• [Problem to work on] Go to the line that contains "Which region of the image above contains the speckled" and extract it along with every line after it, exactly, through the end of the data below.

• [The input]

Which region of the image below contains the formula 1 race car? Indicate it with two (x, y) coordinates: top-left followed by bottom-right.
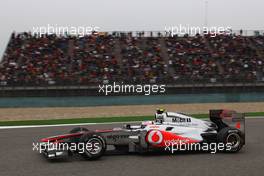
(39, 109), (245, 160)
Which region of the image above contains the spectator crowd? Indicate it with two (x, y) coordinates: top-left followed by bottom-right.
(0, 32), (263, 86)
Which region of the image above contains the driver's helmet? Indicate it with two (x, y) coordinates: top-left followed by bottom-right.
(156, 108), (165, 114)
(155, 108), (166, 123)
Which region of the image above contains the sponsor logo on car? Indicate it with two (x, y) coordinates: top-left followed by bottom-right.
(147, 130), (163, 144)
(172, 117), (191, 123)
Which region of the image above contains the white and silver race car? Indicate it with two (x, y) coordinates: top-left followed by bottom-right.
(40, 109), (245, 160)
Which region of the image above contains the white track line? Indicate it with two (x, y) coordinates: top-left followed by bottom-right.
(0, 117), (263, 130)
(0, 121), (142, 129)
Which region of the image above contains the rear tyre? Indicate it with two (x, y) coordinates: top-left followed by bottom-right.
(79, 133), (106, 160)
(217, 127), (244, 153)
(70, 127), (89, 133)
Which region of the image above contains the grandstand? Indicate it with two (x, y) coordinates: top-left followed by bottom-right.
(0, 31), (263, 96)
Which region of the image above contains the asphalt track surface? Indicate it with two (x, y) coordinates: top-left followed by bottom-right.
(0, 118), (264, 176)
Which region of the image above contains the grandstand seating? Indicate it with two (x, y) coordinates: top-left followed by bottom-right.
(0, 32), (263, 86)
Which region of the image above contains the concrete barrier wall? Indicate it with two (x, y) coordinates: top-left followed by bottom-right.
(0, 92), (263, 108)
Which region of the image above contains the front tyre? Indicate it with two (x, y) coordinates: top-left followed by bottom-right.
(79, 133), (106, 160)
(217, 127), (244, 153)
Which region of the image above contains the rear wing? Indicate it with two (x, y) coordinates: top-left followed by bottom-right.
(209, 109), (245, 134)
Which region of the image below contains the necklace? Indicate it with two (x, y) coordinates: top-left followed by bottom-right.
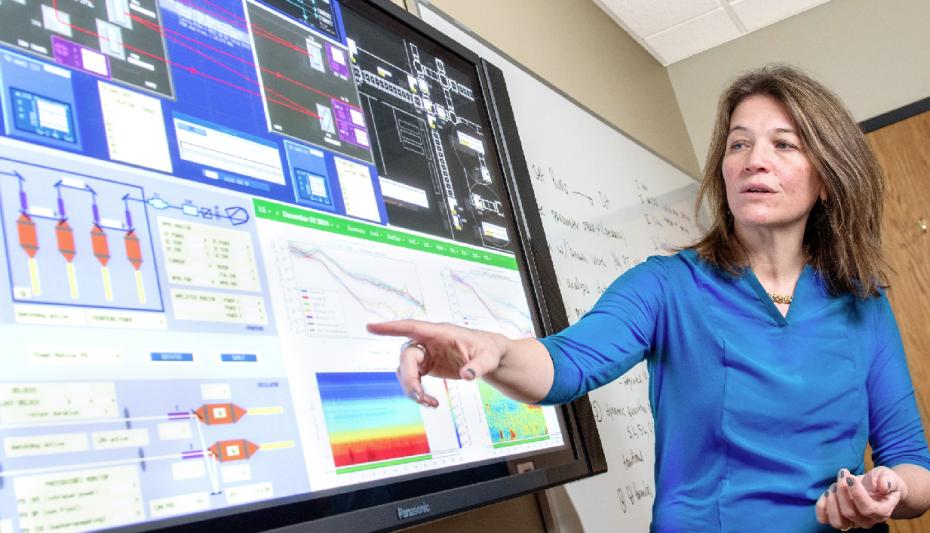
(768, 292), (793, 305)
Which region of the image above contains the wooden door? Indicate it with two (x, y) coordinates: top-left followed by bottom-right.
(866, 109), (930, 533)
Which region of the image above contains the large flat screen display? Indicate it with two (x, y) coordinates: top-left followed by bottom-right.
(0, 0), (596, 530)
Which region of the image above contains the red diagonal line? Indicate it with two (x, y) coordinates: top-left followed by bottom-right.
(129, 8), (344, 108)
(49, 0), (337, 120)
(129, 15), (255, 84)
(131, 12), (245, 64)
(247, 29), (360, 107)
(142, 0), (363, 110)
(262, 68), (340, 110)
(179, 61), (319, 119)
(179, 0), (306, 61)
(50, 1), (314, 118)
(129, 14), (328, 118)
(134, 15), (319, 114)
(53, 0), (168, 64)
(128, 13), (311, 115)
(251, 24), (308, 56)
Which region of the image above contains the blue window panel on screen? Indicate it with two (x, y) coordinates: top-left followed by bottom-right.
(0, 49), (82, 152)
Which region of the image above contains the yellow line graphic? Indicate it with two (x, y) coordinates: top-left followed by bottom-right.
(66, 262), (78, 298)
(135, 270), (146, 304)
(28, 258), (41, 296)
(258, 440), (295, 452)
(247, 406), (285, 416)
(101, 267), (113, 301)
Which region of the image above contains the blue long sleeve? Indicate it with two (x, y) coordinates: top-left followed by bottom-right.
(539, 255), (667, 405)
(534, 250), (930, 532)
(868, 294), (930, 470)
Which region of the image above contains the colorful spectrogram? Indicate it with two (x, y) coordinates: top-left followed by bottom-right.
(478, 381), (548, 443)
(317, 372), (431, 467)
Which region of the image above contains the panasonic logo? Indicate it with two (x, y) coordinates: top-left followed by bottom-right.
(396, 502), (431, 520)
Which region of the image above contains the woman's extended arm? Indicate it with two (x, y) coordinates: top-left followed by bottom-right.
(366, 320), (553, 406)
(368, 257), (671, 407)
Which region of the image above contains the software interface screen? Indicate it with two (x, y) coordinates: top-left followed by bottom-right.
(0, 0), (565, 530)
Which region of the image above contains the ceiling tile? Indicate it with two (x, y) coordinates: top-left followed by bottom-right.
(729, 0), (830, 32)
(645, 8), (741, 65)
(596, 0), (721, 37)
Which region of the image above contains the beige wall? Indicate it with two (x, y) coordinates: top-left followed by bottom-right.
(420, 0), (700, 176)
(668, 0), (930, 169)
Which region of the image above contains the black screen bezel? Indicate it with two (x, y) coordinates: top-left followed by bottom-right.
(97, 1), (604, 531)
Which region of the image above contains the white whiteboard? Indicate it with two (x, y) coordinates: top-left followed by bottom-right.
(418, 3), (702, 532)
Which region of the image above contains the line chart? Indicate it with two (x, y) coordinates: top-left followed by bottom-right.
(280, 238), (426, 337)
(442, 268), (533, 338)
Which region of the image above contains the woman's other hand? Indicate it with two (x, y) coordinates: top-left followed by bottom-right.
(367, 320), (509, 408)
(816, 466), (907, 530)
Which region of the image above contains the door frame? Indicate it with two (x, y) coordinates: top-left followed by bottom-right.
(861, 96), (930, 132)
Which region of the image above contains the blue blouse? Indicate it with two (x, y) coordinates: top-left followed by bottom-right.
(539, 249), (930, 532)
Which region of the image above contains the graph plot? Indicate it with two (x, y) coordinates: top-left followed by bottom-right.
(442, 268), (533, 338)
(478, 381), (548, 446)
(283, 239), (426, 337)
(317, 372), (430, 469)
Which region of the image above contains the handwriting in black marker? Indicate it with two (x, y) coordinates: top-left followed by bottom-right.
(572, 191), (593, 205)
(565, 276), (591, 295)
(549, 209), (579, 229)
(624, 480), (654, 508)
(617, 488), (628, 513)
(548, 167), (570, 195)
(530, 164), (546, 184)
(621, 449), (645, 470)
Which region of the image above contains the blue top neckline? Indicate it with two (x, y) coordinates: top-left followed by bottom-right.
(741, 262), (814, 326)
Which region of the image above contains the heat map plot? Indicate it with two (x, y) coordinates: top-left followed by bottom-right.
(478, 381), (548, 447)
(316, 372), (430, 472)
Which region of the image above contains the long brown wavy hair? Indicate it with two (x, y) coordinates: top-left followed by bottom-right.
(690, 64), (887, 298)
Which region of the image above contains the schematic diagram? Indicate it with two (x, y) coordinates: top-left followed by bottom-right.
(0, 0), (174, 97)
(0, 156), (256, 315)
(0, 378), (308, 529)
(342, 8), (510, 252)
(0, 159), (164, 312)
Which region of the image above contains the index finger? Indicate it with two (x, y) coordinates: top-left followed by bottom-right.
(367, 319), (434, 339)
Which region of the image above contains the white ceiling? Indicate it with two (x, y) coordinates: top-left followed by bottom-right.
(593, 0), (831, 66)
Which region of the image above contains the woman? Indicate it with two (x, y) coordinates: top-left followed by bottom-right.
(368, 65), (930, 532)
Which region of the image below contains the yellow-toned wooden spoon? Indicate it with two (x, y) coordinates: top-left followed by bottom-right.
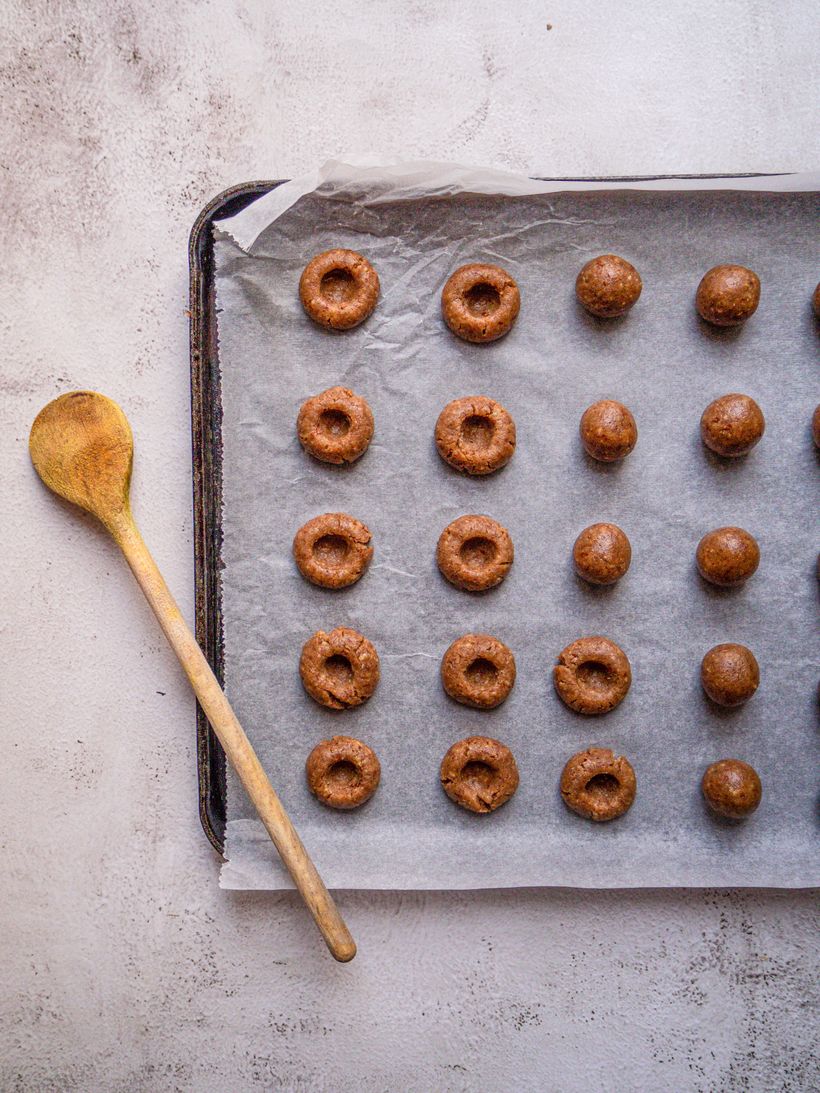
(30, 391), (356, 962)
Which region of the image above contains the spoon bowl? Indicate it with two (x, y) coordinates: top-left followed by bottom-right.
(29, 391), (133, 529)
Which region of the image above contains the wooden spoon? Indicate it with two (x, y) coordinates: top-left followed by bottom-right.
(30, 391), (356, 962)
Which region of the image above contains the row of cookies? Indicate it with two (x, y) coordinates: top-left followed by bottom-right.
(298, 385), (820, 470)
(298, 627), (759, 714)
(299, 247), (820, 339)
(294, 511), (764, 591)
(305, 732), (763, 823)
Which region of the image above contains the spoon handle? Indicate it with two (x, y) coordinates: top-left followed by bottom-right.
(109, 509), (356, 963)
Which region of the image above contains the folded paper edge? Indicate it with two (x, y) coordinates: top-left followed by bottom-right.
(214, 156), (820, 252)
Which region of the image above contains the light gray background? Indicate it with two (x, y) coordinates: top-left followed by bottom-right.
(1, 2), (818, 1090)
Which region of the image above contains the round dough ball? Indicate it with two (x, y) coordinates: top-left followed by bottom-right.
(435, 396), (516, 475)
(439, 736), (519, 813)
(696, 527), (760, 587)
(436, 514), (514, 592)
(701, 759), (762, 819)
(297, 386), (374, 464)
(812, 404), (820, 448)
(299, 249), (379, 330)
(441, 263), (520, 343)
(299, 627), (380, 709)
(440, 633), (516, 709)
(572, 523), (631, 585)
(700, 394), (765, 457)
(812, 282), (820, 318)
(305, 736), (381, 809)
(580, 400), (638, 462)
(696, 265), (760, 327)
(560, 748), (636, 822)
(701, 643), (760, 707)
(292, 513), (373, 589)
(575, 254), (642, 318)
(553, 636), (631, 715)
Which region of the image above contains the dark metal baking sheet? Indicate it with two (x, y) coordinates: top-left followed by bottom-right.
(187, 173), (794, 857)
(188, 180), (283, 853)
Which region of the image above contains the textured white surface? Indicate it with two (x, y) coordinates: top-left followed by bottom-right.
(1, 2), (818, 1090)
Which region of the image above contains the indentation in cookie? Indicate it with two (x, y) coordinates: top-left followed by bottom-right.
(460, 414), (495, 449)
(312, 534), (349, 565)
(327, 759), (361, 788)
(324, 654), (353, 684)
(459, 536), (497, 568)
(461, 759), (496, 790)
(585, 772), (620, 797)
(575, 660), (612, 691)
(464, 282), (500, 316)
(465, 657), (498, 686)
(320, 267), (356, 303)
(318, 408), (351, 437)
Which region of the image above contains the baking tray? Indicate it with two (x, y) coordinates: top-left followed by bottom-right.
(189, 180), (284, 853)
(188, 172), (801, 858)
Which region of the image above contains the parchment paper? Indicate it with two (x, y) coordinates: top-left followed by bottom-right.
(213, 161), (819, 890)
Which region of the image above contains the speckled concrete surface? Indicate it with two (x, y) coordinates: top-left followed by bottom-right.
(2, 2), (818, 1090)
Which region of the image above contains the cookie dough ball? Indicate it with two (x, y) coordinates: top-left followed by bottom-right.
(812, 283), (820, 318)
(299, 248), (379, 330)
(700, 393), (765, 457)
(293, 513), (373, 589)
(441, 634), (516, 709)
(701, 643), (759, 707)
(696, 527), (760, 587)
(441, 263), (520, 343)
(440, 736), (519, 813)
(696, 265), (760, 327)
(580, 400), (637, 462)
(701, 759), (762, 819)
(560, 748), (637, 822)
(299, 627), (380, 710)
(573, 523), (632, 585)
(306, 736), (381, 809)
(435, 396), (516, 475)
(297, 386), (374, 465)
(813, 404), (820, 448)
(436, 514), (514, 592)
(575, 254), (642, 318)
(553, 636), (632, 715)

• [Answer area]
Which region of the image above contains the speckled concrete surface? Indicate it with two (x, y) coordinates: top-left followed by bottom-right.
(2, 2), (818, 1090)
Which region of the image above contains the cookie dough ball? Indicate it with two (x, y) coordinates: top-left followed by bottom-right.
(812, 283), (820, 318)
(299, 248), (379, 330)
(700, 393), (765, 457)
(293, 513), (373, 589)
(441, 634), (516, 709)
(701, 643), (759, 707)
(696, 527), (760, 587)
(441, 263), (520, 343)
(440, 736), (519, 813)
(696, 265), (760, 327)
(580, 400), (637, 462)
(701, 759), (762, 819)
(560, 748), (637, 822)
(299, 627), (380, 710)
(573, 523), (632, 585)
(306, 736), (381, 809)
(435, 396), (516, 475)
(297, 386), (374, 465)
(813, 404), (820, 448)
(436, 514), (514, 592)
(575, 254), (642, 318)
(553, 636), (632, 715)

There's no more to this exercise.